- WHAT YOU SHOULD DO
Pictures aside, repeat every record below exactly.

(Collected data)
----

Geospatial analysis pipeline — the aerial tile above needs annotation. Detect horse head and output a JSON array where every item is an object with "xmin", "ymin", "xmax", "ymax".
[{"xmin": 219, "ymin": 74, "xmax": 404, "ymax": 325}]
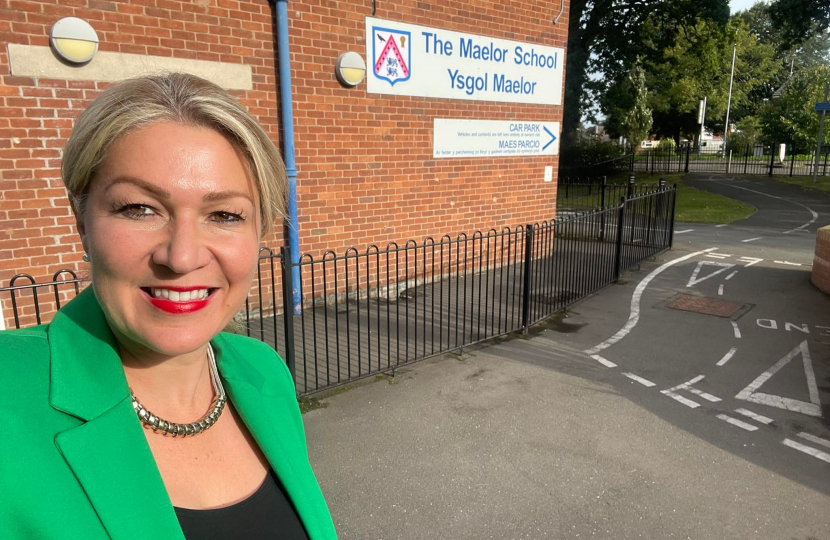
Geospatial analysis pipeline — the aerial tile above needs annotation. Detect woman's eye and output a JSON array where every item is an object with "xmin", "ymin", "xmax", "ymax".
[
  {"xmin": 211, "ymin": 211, "xmax": 244, "ymax": 224},
  {"xmin": 119, "ymin": 204, "xmax": 156, "ymax": 219}
]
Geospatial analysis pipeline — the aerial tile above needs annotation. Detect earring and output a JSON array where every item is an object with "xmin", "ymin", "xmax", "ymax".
[{"xmin": 82, "ymin": 253, "xmax": 90, "ymax": 262}]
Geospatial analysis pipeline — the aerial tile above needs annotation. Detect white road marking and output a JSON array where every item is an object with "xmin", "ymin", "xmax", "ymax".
[
  {"xmin": 735, "ymin": 408, "xmax": 773, "ymax": 424},
  {"xmin": 660, "ymin": 375, "xmax": 714, "ymax": 407},
  {"xmin": 774, "ymin": 260, "xmax": 802, "ymax": 266},
  {"xmin": 739, "ymin": 257, "xmax": 763, "ymax": 267},
  {"xmin": 725, "ymin": 271, "xmax": 738, "ymax": 280},
  {"xmin": 717, "ymin": 414, "xmax": 759, "ymax": 431},
  {"xmin": 797, "ymin": 432, "xmax": 830, "ymax": 450},
  {"xmin": 706, "ymin": 253, "xmax": 732, "ymax": 259},
  {"xmin": 735, "ymin": 340, "xmax": 822, "ymax": 418},
  {"xmin": 716, "ymin": 347, "xmax": 737, "ymax": 366},
  {"xmin": 686, "ymin": 261, "xmax": 736, "ymax": 287},
  {"xmin": 785, "ymin": 322, "xmax": 809, "ymax": 334},
  {"xmin": 675, "ymin": 229, "xmax": 694, "ymax": 234},
  {"xmin": 718, "ymin": 284, "xmax": 724, "ymax": 296},
  {"xmin": 673, "ymin": 374, "xmax": 705, "ymax": 389},
  {"xmin": 661, "ymin": 390, "xmax": 701, "ymax": 408},
  {"xmin": 687, "ymin": 387, "xmax": 721, "ymax": 402},
  {"xmin": 584, "ymin": 248, "xmax": 717, "ymax": 355},
  {"xmin": 782, "ymin": 439, "xmax": 830, "ymax": 464},
  {"xmin": 715, "ymin": 224, "xmax": 728, "ymax": 228},
  {"xmin": 591, "ymin": 355, "xmax": 617, "ymax": 368},
  {"xmin": 731, "ymin": 321, "xmax": 741, "ymax": 339},
  {"xmin": 717, "ymin": 183, "xmax": 818, "ymax": 234},
  {"xmin": 741, "ymin": 237, "xmax": 763, "ymax": 243},
  {"xmin": 623, "ymin": 373, "xmax": 656, "ymax": 387}
]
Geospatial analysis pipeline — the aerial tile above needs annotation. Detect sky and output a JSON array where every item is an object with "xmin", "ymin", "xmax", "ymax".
[{"xmin": 730, "ymin": 0, "xmax": 760, "ymax": 13}]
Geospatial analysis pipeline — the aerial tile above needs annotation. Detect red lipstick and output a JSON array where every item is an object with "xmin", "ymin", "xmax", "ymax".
[{"xmin": 142, "ymin": 287, "xmax": 214, "ymax": 314}]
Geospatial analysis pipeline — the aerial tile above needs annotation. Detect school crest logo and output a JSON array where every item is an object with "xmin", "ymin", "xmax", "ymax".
[{"xmin": 371, "ymin": 26, "xmax": 411, "ymax": 86}]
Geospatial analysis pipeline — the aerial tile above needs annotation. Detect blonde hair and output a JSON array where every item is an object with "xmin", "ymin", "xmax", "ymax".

----

- RESPONSE FOR THIS EXERCISE
Geospatial analysis pipeline — the aerial tile above needs annotation. Detect horse head and output a JSON array where every item is an object with "xmin", "ymin", "xmax", "ymax".
[{"xmin": 219, "ymin": 74, "xmax": 404, "ymax": 325}]
Geospatial analysis pipeline — the aerial tile above needs annotation. Detect woman's eye and output a JSON array where every item is an object with "xmin", "ymin", "xmax", "ymax".
[
  {"xmin": 211, "ymin": 211, "xmax": 244, "ymax": 224},
  {"xmin": 119, "ymin": 204, "xmax": 156, "ymax": 219}
]
Geospatial analysis pipeline — the aerial tile above needs annotation. Detect earring and output a JSON array where every item is an object with "xmin", "ymin", "xmax", "ymax".
[{"xmin": 82, "ymin": 253, "xmax": 90, "ymax": 262}]
Geospatial analysis pipeline — the aerial tile above needs annotation. Detect white road marking and output a JSON array where every item is an object with "xmin", "ymin", "xmax", "ymax".
[
  {"xmin": 735, "ymin": 408, "xmax": 773, "ymax": 424},
  {"xmin": 660, "ymin": 375, "xmax": 714, "ymax": 407},
  {"xmin": 774, "ymin": 260, "xmax": 802, "ymax": 266},
  {"xmin": 739, "ymin": 257, "xmax": 763, "ymax": 267},
  {"xmin": 725, "ymin": 271, "xmax": 738, "ymax": 280},
  {"xmin": 717, "ymin": 414, "xmax": 759, "ymax": 431},
  {"xmin": 797, "ymin": 432, "xmax": 830, "ymax": 450},
  {"xmin": 706, "ymin": 253, "xmax": 732, "ymax": 259},
  {"xmin": 735, "ymin": 340, "xmax": 822, "ymax": 418},
  {"xmin": 716, "ymin": 347, "xmax": 737, "ymax": 366},
  {"xmin": 686, "ymin": 261, "xmax": 736, "ymax": 287},
  {"xmin": 785, "ymin": 322, "xmax": 809, "ymax": 334},
  {"xmin": 675, "ymin": 229, "xmax": 694, "ymax": 234},
  {"xmin": 718, "ymin": 284, "xmax": 724, "ymax": 296},
  {"xmin": 673, "ymin": 374, "xmax": 705, "ymax": 389},
  {"xmin": 661, "ymin": 390, "xmax": 701, "ymax": 408},
  {"xmin": 687, "ymin": 387, "xmax": 721, "ymax": 402},
  {"xmin": 584, "ymin": 248, "xmax": 717, "ymax": 355},
  {"xmin": 782, "ymin": 439, "xmax": 830, "ymax": 464},
  {"xmin": 715, "ymin": 224, "xmax": 728, "ymax": 228},
  {"xmin": 591, "ymin": 355, "xmax": 617, "ymax": 368},
  {"xmin": 731, "ymin": 321, "xmax": 741, "ymax": 339},
  {"xmin": 717, "ymin": 183, "xmax": 818, "ymax": 234},
  {"xmin": 741, "ymin": 237, "xmax": 763, "ymax": 243},
  {"xmin": 623, "ymin": 373, "xmax": 656, "ymax": 387}
]
Geospatial analysis pipeline — the aerial tile above needs annotation. Detect sky and output a JSON array where every item is an object with "xmin", "ymin", "xmax", "ymax".
[{"xmin": 730, "ymin": 0, "xmax": 760, "ymax": 13}]
Geospatial analysis pipeline — the aerial tile above needs annotation. Detect red lipstick and output a JSON array where every item is an object with "xmin", "ymin", "xmax", "ymax".
[{"xmin": 142, "ymin": 287, "xmax": 214, "ymax": 314}]
Geospatial analysis pipeline — the aerial tile above needs annotation. Detect school crest logo and output a JSON array where every item is an object with "xmin", "ymin", "xmax", "ymax".
[{"xmin": 371, "ymin": 26, "xmax": 411, "ymax": 86}]
Geospatial analysis pipeline — the aerial tile above needs annotation. Detect blonde hair and output a JSON array where every item is an object with "xmin", "ymin", "xmax", "ymax".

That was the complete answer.